===== TRECHO SELECIONADO =====

Histórias indígenas em museus… para além de Tibiriça

por Aline Montenegro Magalhães

Durante muitos anos, a única referência indígena na história do Brasil contada no Museu Histórico Nacional (MHN), no Rio de Janeiro e no Museu Paulista (MP), em São Paulo, foi Tibiriçá. O cacique tupiniquim que foi catequizado e batizado Martim Afonso Tibiriçá, em homenagem ao então donatário da Capitania de São Vicente, Martim Afonso de Souza foi aliado dos portugueses na fundação da Vila de São Paulo de Piratininga, que ocorreu em 1554.

O tacape atribuído a Tibiriçá foi um dos objetos transferidos do Museu Nacional para o MHN quando este foi criado, em 1922. A importância desse objeto no museu, inaugurado para celebrar o centenário da independência do Brasil, centrava-se na imagem do indígena desejado àquela época: católico e aliado da colonização portuguesa no Brasil, vista como origem da civilização nos trópicos, da qual a República buscava ser uma continuidade. Ou seja, o objeto dizia mais respeito ao sucesso do projeto colonizador, que teria “civilizado” o indígena, do que propriamente à história dos povos originários, cujas experiências de conflito e resistência foram silenciadas.

Tacape que teria pertencido a Tibiriçá. Acervo Museu Histórico Nacional. Foto: Rômulo Fialdini, 1989.

O tacape é mais valorizado ainda por ter pertencido a d. Pedro II, que o presenteou ao amigo, escritor, político e militar José Vieira Couto de Magalhães, cujo sobrinho efetuou a doação ao Museu Nacional. Segundo uma funcionária do MHN, em 1960, o tecape “é a única peça de origem tupi na nossa coleção, que já tem para nós um caráter histórico: o de ter pertencido ao 2º imperador do Brasil, o que justifica a sua presença neste prédio”. Melhor dizendo, o valor histórico do objeto é creditado apenas ao fato de ter pertencido a d. Pedro II, ganhando aura de relíquia, o que atestaria também a sua autenticidade como artefato que teria sido do indígena, séculos antes.

=====

#### O QUE FAZER
1. Traduza para o inglês esta frase do trecho selecionado: "O tacape atribuído a Tibiriçá foi um dos objetos transferidos do Museu Nacional para o MHN quando este foi criado, em 1922."
2. Liste todos os anos mencionados no trecho selecionado.
3. Reproduza do trecho selecionado tudo o que vai de "Tacape que teria" até "indígena, séculos antes.".

===== REGISTROS EXTRAÍDOS =====

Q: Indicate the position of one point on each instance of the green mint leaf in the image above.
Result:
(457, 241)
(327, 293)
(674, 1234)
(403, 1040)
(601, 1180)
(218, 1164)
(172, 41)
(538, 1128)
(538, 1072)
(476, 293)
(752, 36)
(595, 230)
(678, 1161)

=====

#### RESULTADOS DO EXERCÍCIO
1. The war club attributed to Tibiriçá was one of the objects transferred from the Museu Nacional to the MHN when the latter was created, in 1922.

2. 1554, 1922, 1960, 1989

3.
Tacape que teria pertencido a Tibiriçá. Acervo Museu Histórico Nacional. Foto: Rômulo Fialdini, 1989.

O tacape é mais valorizado ainda por ter pertencido a d. Pedro II, que o presenteou ao amigo, escritor, político e militar José Vieira Couto de Magalhães, cujo sobrinho efetuou a doação ao Museu Nacional. Segundo uma funcionária do MHN, em 1960, o tecape “é a única peça de origem tupi na nossa coleção, que já tem para nós um caráter histórico: o de ter pertencido ao 2º imperador do Brasil, o que justifica a sua presença neste prédio”. Melhor dizendo, o valor histórico do objeto é creditado apenas ao fato de ter pertencido a d. Pedro II, ganhando aura de relíquia, o que atestaria também a sua autenticidade como artefato que teria sido do indígena, séculos antes.